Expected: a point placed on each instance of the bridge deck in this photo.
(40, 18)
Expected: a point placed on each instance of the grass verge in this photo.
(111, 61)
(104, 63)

YOUR GOAL -
Please turn the material above into a Markdown table with the columns Row and Line, giving each non-blank line its own numbered row.

REPLY -
| Row | Line |
|---|---|
| 1 | Expected: a point placed on each instance of the bridge deck in this photo. |
| 2 | (40, 18) |
| 3 | Expected: a point placed on each instance of the grass verge in this photo. |
| 4 | (111, 61) |
| 5 | (104, 63) |